WORK INSTRUCTIONS | Please write out all of the data below again, requests included, and add 111 to every number in the pixel coordinates given as answers. Leave the pictures out of your answer.
* start TASK MATERIAL *
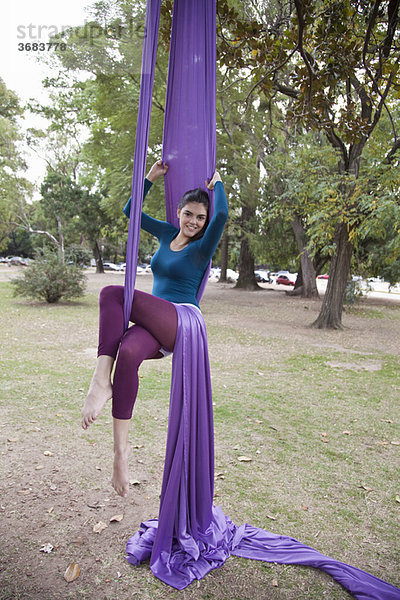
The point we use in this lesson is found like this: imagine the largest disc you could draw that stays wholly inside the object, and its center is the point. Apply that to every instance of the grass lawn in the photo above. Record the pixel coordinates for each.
(316, 411)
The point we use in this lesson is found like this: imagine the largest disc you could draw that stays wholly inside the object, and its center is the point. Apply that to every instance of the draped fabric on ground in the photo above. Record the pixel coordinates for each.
(191, 536)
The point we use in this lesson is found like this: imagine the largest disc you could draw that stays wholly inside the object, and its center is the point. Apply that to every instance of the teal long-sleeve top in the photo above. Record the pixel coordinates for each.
(177, 274)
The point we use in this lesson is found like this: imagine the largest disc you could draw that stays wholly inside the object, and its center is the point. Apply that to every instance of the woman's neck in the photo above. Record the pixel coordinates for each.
(179, 242)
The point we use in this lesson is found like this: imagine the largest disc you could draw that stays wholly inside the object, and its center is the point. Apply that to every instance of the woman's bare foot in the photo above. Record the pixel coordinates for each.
* end TASK MATERIAL *
WRITTEN SOLUTION |
The point we use in this lesson is found like this: imagine the largest disc you could draw that stays wholly inside the object, and its center is the point. Apply that to every instance of the grass lawn in the photo above. Record the pixel coordinates for each.
(427, 522)
The point we use in this lesson is found like this: imagine the largest disc you could draw that stays wholly inside the object, and its center is the point. Apply that to every instance of the draped fabric on ground in the photo above. Record the pixel coordinates for each.
(302, 647)
The point we use in this lesson is found like this: imagine the largest disc you could draw that stays wholly inside the object, and its center is the point. Apply that to every instance of the teal long-sleeve top in the photo above. Record the pixel coordinates for each.
(288, 385)
The point we use in this lesson is found like this: imagine the largest disc you could draw that stays wholly inside the object, and its center is the point. Apply that to every instance of the woman's neck in the photo above. Record the pixel coordinates for each.
(290, 353)
The point we use in this lesson is found like this: imagine the largest disc you could draw that stays wholly inside the object, and its center is the point. Apply that to every instance of the woman's bare foot in the photo above. Record the pixel coordinates for each.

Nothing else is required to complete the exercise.